# CONSIGNE:
Extrayez sans aucune modification la partie qui s'ouvre sur la ligne contenant « Draw the outline of every instance of the windshield » et se ferme sur la ligne contenant « 64L150 62L123 62L123 », ces deux lignes comprises. Laissez les images de côté dans votre réponse.

========

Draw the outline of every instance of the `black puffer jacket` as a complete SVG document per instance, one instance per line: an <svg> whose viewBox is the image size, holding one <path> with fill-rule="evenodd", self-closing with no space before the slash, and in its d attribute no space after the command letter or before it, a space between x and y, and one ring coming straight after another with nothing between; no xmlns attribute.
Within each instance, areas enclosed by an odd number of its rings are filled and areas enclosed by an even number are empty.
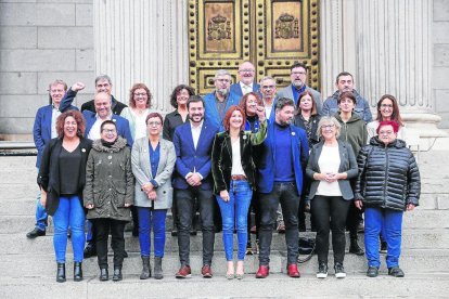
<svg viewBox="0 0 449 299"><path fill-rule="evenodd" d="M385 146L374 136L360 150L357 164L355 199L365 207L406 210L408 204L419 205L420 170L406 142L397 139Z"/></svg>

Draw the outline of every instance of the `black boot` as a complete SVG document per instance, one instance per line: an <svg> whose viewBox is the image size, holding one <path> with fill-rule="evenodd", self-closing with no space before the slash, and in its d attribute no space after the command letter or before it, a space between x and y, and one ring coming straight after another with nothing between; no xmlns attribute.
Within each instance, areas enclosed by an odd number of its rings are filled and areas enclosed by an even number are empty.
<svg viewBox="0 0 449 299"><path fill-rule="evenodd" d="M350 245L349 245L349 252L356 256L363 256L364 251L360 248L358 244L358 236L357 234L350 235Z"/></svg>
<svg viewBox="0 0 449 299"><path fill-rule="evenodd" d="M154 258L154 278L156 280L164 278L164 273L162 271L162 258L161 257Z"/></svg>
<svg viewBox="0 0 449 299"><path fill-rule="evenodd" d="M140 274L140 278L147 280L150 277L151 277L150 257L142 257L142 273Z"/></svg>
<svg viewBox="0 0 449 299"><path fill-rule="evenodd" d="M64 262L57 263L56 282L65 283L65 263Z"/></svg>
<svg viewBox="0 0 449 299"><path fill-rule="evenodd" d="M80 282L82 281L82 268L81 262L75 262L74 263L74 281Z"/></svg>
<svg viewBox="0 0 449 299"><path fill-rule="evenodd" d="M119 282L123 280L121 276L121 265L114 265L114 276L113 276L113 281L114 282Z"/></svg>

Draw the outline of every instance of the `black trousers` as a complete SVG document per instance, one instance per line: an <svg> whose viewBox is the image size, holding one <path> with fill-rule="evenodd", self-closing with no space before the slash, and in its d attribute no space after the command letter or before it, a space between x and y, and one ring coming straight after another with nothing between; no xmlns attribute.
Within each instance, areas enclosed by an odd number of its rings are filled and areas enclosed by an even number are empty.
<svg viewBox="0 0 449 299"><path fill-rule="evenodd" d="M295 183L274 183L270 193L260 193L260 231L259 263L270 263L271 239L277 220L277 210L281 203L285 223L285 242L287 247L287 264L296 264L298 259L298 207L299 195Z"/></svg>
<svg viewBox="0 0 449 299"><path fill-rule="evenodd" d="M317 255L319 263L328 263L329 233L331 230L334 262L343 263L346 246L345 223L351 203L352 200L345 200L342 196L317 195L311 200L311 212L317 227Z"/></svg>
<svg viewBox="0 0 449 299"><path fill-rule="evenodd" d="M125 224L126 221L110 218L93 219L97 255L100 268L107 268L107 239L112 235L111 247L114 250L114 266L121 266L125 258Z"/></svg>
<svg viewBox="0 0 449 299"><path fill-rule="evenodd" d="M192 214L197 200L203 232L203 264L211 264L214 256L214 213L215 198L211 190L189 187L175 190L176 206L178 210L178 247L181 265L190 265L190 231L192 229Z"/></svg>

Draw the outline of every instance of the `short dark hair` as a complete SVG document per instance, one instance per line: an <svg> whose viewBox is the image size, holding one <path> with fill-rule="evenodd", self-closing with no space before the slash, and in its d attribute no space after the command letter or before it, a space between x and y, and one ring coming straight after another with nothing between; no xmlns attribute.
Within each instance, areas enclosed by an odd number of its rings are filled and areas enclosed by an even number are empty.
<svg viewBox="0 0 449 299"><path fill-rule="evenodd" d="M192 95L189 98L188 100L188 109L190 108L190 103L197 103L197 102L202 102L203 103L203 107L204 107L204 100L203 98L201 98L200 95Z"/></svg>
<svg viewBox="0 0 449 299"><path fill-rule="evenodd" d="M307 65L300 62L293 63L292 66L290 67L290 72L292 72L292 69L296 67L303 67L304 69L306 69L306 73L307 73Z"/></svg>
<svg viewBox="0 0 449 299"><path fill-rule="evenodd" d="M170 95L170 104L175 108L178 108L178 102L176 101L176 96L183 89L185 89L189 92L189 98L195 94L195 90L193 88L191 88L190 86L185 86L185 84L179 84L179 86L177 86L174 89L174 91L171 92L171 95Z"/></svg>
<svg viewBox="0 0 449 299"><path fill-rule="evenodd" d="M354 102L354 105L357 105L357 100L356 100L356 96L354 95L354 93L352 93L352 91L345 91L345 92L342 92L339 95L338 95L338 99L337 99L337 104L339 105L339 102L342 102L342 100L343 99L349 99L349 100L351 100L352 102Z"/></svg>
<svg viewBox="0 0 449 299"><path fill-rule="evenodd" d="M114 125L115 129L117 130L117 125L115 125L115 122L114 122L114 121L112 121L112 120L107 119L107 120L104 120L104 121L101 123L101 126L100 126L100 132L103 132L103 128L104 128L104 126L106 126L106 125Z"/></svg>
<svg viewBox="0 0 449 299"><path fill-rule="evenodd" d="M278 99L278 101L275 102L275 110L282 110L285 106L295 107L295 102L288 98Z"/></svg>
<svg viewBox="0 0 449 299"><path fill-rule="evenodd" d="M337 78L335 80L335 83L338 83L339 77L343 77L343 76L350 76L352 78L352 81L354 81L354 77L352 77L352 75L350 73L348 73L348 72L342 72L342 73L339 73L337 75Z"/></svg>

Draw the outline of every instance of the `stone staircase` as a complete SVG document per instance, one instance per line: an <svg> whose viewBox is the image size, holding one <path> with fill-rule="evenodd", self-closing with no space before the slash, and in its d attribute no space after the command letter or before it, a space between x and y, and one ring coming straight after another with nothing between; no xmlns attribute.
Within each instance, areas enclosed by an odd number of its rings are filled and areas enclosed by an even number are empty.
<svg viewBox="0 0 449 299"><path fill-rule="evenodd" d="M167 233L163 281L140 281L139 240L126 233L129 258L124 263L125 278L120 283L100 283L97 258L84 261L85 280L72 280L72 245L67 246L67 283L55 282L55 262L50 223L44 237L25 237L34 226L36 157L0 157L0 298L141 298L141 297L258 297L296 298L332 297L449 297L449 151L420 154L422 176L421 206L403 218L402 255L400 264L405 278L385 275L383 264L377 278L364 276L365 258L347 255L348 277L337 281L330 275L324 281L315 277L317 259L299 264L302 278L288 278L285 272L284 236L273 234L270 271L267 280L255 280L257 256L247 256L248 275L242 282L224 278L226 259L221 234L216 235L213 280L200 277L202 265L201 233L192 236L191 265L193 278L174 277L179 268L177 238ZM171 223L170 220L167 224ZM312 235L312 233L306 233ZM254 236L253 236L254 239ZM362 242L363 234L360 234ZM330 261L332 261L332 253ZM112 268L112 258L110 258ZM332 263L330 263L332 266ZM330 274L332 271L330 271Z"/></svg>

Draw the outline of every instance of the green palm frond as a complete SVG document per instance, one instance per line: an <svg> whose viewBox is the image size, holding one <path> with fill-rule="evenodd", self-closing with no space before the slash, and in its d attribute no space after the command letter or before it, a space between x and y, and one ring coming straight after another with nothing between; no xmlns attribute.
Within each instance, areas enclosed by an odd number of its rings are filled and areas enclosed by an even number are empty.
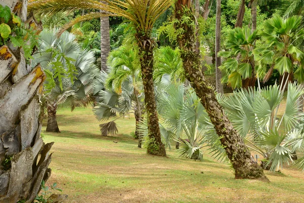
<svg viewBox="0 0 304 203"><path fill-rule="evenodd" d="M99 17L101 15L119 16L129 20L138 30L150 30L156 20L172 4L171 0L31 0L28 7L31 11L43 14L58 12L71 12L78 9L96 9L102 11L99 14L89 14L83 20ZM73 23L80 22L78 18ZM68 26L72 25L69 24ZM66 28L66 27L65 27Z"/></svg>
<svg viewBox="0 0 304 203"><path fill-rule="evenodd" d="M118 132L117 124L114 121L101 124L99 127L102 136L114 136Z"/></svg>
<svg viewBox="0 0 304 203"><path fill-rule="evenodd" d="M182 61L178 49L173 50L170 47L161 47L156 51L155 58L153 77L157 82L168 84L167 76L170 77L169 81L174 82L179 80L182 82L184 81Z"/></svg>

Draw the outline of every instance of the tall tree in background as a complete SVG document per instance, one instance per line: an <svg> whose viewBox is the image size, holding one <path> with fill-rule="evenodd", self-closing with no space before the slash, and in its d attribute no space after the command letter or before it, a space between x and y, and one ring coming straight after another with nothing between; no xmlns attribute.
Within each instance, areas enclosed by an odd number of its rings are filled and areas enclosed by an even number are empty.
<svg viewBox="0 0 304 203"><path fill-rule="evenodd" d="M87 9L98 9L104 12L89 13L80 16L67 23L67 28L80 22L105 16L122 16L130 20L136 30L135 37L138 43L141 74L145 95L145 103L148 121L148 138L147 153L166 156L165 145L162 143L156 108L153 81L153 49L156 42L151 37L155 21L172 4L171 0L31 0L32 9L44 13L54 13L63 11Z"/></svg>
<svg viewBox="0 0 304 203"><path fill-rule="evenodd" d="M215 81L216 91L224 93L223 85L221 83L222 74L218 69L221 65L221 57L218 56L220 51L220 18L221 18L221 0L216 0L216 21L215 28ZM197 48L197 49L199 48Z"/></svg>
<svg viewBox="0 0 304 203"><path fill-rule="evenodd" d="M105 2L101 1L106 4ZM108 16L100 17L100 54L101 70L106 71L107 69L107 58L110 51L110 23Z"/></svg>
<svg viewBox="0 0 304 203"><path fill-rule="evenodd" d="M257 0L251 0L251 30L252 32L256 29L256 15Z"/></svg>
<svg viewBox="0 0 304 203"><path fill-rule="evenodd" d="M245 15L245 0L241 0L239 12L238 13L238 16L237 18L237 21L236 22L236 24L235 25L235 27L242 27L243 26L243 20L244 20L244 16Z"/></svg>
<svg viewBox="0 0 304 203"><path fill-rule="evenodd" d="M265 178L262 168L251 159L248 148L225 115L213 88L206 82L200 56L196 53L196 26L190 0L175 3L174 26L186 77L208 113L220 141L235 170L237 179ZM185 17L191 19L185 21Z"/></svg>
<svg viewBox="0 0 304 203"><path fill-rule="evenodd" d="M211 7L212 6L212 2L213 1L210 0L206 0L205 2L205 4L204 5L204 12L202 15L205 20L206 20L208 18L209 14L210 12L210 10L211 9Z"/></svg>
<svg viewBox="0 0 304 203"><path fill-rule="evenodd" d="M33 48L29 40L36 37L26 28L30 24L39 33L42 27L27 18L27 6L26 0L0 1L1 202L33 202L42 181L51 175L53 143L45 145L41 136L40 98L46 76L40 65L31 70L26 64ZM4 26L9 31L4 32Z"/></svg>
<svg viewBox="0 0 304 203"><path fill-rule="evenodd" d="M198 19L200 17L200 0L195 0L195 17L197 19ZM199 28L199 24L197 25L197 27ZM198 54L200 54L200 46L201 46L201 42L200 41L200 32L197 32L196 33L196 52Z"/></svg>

========

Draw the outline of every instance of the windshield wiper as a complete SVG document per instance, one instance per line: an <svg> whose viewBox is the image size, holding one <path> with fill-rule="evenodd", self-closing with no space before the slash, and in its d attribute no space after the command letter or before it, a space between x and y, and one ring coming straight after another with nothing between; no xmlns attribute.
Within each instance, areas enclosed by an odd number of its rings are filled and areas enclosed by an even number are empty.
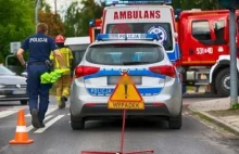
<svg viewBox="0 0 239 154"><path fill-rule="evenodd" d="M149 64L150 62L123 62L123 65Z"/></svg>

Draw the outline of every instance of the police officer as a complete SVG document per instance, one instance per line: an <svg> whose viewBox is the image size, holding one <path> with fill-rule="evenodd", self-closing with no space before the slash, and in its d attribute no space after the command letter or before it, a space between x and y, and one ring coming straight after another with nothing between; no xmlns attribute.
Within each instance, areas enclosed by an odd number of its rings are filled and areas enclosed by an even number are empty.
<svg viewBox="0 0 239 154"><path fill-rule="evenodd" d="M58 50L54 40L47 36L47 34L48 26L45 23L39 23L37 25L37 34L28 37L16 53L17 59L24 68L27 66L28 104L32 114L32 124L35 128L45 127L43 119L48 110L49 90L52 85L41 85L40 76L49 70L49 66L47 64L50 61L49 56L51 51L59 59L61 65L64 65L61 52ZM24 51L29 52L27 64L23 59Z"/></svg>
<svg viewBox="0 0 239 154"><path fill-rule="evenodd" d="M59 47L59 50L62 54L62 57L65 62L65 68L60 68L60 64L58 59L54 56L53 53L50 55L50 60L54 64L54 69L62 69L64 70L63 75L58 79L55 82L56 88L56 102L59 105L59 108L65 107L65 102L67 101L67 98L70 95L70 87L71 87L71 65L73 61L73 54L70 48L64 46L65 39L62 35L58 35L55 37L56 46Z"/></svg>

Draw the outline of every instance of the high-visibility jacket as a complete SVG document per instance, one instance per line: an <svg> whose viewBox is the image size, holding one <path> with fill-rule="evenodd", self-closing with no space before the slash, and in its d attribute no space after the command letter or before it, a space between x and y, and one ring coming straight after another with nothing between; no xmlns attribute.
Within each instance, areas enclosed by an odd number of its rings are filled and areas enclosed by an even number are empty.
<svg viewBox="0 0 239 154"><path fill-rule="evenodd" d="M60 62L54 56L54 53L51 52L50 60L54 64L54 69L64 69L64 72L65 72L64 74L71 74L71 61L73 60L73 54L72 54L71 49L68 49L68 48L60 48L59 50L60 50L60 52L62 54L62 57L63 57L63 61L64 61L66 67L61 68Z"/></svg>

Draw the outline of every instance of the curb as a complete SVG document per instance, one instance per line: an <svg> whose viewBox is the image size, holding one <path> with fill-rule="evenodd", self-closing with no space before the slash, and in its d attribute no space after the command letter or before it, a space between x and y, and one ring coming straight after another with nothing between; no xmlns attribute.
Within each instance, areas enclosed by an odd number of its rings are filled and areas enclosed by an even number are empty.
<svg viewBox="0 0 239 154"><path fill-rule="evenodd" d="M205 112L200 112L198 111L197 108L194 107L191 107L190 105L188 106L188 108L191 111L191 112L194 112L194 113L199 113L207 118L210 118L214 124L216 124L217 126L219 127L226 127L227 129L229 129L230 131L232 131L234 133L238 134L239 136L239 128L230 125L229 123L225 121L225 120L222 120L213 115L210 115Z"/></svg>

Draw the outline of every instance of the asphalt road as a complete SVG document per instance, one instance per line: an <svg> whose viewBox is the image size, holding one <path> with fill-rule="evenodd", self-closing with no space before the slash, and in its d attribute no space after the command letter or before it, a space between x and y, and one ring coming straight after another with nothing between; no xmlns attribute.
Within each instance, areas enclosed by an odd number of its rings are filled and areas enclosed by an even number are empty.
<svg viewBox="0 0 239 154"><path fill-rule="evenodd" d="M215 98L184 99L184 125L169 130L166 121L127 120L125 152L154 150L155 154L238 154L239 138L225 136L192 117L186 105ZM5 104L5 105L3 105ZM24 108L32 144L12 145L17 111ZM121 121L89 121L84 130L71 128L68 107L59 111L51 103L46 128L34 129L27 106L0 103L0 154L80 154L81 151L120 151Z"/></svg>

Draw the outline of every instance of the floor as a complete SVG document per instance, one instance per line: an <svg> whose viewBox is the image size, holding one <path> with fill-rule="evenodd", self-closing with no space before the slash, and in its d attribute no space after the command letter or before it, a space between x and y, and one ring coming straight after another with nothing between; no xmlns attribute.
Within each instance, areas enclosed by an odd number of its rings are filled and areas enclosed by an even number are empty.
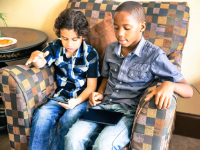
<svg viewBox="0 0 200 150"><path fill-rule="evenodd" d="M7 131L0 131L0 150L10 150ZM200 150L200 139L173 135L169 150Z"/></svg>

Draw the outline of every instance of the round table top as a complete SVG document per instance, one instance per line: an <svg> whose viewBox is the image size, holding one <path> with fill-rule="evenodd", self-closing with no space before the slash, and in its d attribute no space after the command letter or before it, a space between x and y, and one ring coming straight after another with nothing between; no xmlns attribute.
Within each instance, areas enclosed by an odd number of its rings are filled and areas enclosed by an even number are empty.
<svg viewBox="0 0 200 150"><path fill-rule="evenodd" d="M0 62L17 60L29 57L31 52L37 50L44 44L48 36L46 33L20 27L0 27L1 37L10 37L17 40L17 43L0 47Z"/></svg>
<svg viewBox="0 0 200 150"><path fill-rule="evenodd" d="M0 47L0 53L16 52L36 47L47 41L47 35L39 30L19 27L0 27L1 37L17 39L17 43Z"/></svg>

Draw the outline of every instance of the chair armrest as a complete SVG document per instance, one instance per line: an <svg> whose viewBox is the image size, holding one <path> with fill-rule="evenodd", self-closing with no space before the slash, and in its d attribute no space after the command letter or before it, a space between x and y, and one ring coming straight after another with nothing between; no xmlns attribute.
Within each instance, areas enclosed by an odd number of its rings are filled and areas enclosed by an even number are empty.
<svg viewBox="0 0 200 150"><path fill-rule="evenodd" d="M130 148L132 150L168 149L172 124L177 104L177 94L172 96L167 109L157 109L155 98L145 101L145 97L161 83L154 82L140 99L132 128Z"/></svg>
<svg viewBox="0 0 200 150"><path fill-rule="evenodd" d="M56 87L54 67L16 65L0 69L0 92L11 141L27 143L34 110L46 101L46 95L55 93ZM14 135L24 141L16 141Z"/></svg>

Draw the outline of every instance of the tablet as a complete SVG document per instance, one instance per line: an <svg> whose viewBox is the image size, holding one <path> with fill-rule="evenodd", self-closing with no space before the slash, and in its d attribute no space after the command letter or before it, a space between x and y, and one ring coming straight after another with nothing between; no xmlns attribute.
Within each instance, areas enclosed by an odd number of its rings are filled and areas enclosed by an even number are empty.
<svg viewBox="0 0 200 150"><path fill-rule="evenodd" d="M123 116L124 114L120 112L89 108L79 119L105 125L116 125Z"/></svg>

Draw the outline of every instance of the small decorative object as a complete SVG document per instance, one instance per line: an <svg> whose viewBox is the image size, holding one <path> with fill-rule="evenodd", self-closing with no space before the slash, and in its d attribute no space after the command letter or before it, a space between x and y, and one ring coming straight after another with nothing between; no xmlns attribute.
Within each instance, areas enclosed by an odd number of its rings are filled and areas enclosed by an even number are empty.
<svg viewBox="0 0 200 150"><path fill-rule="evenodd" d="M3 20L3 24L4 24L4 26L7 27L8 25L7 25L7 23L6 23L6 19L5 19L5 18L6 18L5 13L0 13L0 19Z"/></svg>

========

# RÉPONSE:
Draw the outline of every instance of the windshield wiper as a complete SVG document per instance, one instance per line: an <svg> whose viewBox is the image size, holding one <path> with fill-rule="evenodd", self-closing with no space before the slash, and in its d attribute no space after the command letter or before it, a space between x and y, and one ring coming straight after another with nothing between; no xmlns attribute.
Within each instance, areas enclosed by an odd number of its rings are filled and areas enclosed by an even number are empty.
<svg viewBox="0 0 239 154"><path fill-rule="evenodd" d="M149 64L150 62L123 62L123 65Z"/></svg>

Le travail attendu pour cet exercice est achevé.